***** Extrait du document
Droit commercial et des affaires

Ouverture d’une procédure collective contre un ex-époux : sort des biens communs et opposabilité du divorce

Mots-clefs : Entreprise en difficulté, Redressement judiciaire, Divorce, Sort des biens communs, Indivision, Opposabilité du jugement de divorce aux tiers

Le divorce est opposable aux créanciers d’une procédure collective au moment de sa retranscription sur les actes de l’état civil des ex-époux. L’immeuble dépendant de la communauté peut donc entrer dans le gage commun des créanciers entre le prononcé du divorce et la retranscription de celui-ci sur les actes de l’état civil.

En l’espèce, deux époux, qui étaient mariés sous le régime de la communauté, divorcent par l’effet d’un jugement prononcé le 11 janvier 2011. Une procédure de redressement judiciaire est ouverte contre l’ex-époux quelques mois après, le 13 mai 2011. Le jugement de divorce est finalement mentionné en marge des actes d’état civil le 27 octobre de la même année. Le redressement est ensuite converti en liquidation judiciaire, et par une ordonnance du 19 juin 2013, le juge-commissaire autorise la vente aux enchères publiques d’un immeuble dépendant de l’indivision post-communautaire. L’ex-épouse interjette alors appel de cette décision, mais elle est déboutée par la cour d’appel de Montpellier le 17 décembre 2013. Elle forme donc un pourvoi en cassation. 

Se posaient aux juges les questions suivantes : dans quelles conditions l’indivision qui résulte d’un divorce produit concrètement ses effets sur la procédure collective ouverte postérieurement ? Et incidemment, à quel moment un immeuble dépendant de la communauté peut-il être appréhendé par cette procédure ?

Au soutien de son pourvoi, l’ex-épouse invoque le fait que, lorsque la dissolution de la communauté entre le débiteur en procédure collective et son conjoint devient opposable aux tiers, ce conjoint doit être entendu ou dûment convoqué avant toute décision ordonnant ou autorisant la vente des biens de l’indivision. Elle ajoute que le liquidateur ne peut solliciter la saisie immobilière d’un bien de l’indivision lorsque ce bien était déjà indivis à la date de l’ouverture de la procédure collective. Ainsi, en ordonnant la poursuite de la vente judiciaire de l’immeuble, la cour d’appel aurait violé les articles L. 642-18 et R. 641-30 du Code de commerce.
**********
**À faire**: Veuillez recopier le passage de l'extrait commençant par « Se posaient aux » et allant jusqu'à « par cette procédure ? », en remplaçant « juges » par « magistrats ».
***** Données
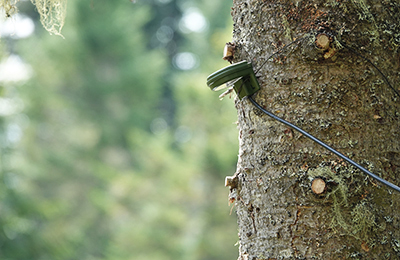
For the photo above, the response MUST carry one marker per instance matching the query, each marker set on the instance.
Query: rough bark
(340, 98)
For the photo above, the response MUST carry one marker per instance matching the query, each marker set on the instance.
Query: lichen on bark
(337, 96)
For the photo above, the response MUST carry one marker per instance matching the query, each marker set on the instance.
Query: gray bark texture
(336, 95)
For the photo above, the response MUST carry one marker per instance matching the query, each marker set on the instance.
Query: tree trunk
(322, 84)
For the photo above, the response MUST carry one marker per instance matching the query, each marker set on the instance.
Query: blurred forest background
(111, 145)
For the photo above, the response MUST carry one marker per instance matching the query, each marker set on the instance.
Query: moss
(9, 7)
(52, 14)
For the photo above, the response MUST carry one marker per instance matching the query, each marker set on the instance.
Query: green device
(242, 74)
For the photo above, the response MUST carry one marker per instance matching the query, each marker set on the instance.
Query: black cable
(389, 184)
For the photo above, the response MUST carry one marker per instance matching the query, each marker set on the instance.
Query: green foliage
(101, 172)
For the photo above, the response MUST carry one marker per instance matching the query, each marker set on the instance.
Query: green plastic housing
(246, 82)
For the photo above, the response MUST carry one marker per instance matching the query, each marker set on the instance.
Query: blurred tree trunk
(337, 96)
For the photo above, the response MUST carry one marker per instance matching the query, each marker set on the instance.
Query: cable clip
(242, 74)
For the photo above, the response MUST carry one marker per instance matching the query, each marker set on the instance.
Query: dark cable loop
(389, 184)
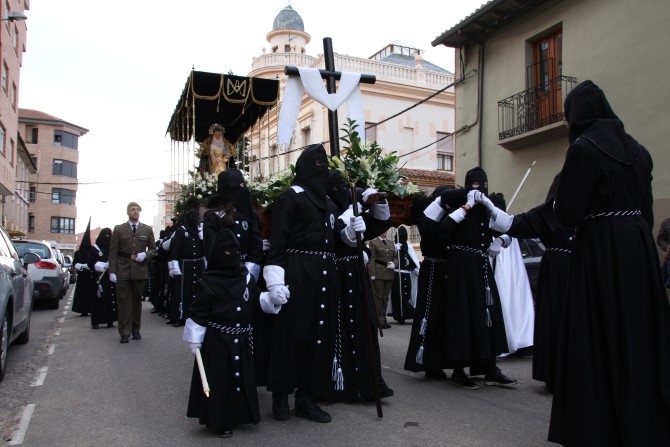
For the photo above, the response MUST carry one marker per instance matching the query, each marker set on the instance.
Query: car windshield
(29, 247)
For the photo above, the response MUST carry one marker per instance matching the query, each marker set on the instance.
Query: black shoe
(436, 374)
(305, 408)
(225, 433)
(280, 410)
(499, 379)
(463, 381)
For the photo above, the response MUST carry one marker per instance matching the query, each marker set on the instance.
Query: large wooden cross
(330, 75)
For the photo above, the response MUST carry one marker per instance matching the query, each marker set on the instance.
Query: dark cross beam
(330, 75)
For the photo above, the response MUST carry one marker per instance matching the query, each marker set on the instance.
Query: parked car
(72, 272)
(47, 273)
(16, 298)
(532, 251)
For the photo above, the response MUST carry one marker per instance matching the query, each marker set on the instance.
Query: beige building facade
(403, 79)
(520, 59)
(53, 143)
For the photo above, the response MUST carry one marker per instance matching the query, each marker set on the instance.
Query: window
(62, 225)
(66, 139)
(64, 167)
(5, 70)
(63, 196)
(445, 151)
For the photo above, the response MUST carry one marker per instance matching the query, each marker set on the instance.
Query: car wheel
(4, 344)
(25, 336)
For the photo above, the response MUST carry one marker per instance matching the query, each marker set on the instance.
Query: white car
(47, 274)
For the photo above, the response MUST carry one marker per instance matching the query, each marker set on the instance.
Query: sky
(118, 69)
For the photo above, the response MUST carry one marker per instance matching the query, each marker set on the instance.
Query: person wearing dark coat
(541, 222)
(612, 384)
(220, 325)
(231, 208)
(185, 266)
(103, 305)
(357, 345)
(473, 326)
(426, 348)
(301, 266)
(407, 265)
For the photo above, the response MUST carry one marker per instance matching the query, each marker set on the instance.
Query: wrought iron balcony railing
(533, 108)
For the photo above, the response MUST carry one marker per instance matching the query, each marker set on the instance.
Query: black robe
(186, 247)
(613, 374)
(552, 287)
(302, 242)
(103, 303)
(427, 343)
(227, 354)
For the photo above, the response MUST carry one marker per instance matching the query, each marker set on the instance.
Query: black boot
(308, 409)
(280, 410)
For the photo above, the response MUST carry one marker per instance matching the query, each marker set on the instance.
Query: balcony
(534, 115)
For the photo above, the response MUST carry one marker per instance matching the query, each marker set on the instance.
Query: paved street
(73, 386)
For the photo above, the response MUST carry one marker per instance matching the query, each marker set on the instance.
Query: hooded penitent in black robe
(226, 299)
(186, 249)
(613, 369)
(302, 248)
(552, 287)
(103, 303)
(355, 347)
(401, 292)
(427, 343)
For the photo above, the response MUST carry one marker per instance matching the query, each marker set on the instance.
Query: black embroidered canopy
(236, 102)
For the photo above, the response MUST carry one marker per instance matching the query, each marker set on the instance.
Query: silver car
(16, 298)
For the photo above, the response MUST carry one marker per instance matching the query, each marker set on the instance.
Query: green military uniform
(382, 251)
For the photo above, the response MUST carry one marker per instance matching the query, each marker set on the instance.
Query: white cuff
(273, 275)
(253, 268)
(267, 306)
(502, 222)
(458, 215)
(381, 211)
(193, 332)
(434, 212)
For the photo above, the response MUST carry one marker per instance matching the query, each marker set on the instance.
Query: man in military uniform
(381, 265)
(132, 246)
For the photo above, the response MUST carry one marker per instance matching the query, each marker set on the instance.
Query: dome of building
(288, 19)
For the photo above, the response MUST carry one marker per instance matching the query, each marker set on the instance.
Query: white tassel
(339, 383)
(424, 324)
(419, 356)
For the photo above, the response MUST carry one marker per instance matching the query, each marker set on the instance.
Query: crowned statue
(216, 153)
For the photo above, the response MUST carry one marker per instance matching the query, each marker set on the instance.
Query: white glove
(279, 294)
(194, 346)
(495, 247)
(473, 196)
(367, 193)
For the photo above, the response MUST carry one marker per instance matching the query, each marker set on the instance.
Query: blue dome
(288, 19)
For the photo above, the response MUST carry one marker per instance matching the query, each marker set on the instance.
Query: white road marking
(20, 432)
(41, 374)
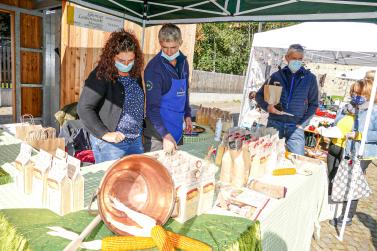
**********
**Corrigé**:
Se posaient aux magistrats les questions suivantes : dans quelles conditions l’indivision qui résulte d’un divorce produit concrètement ses effets sur la procédure collective ouverte postérieurement ? Et incidemment, à quel moment un immeuble dépendant de la communauté peut-il être appréhendé par cette procédure ?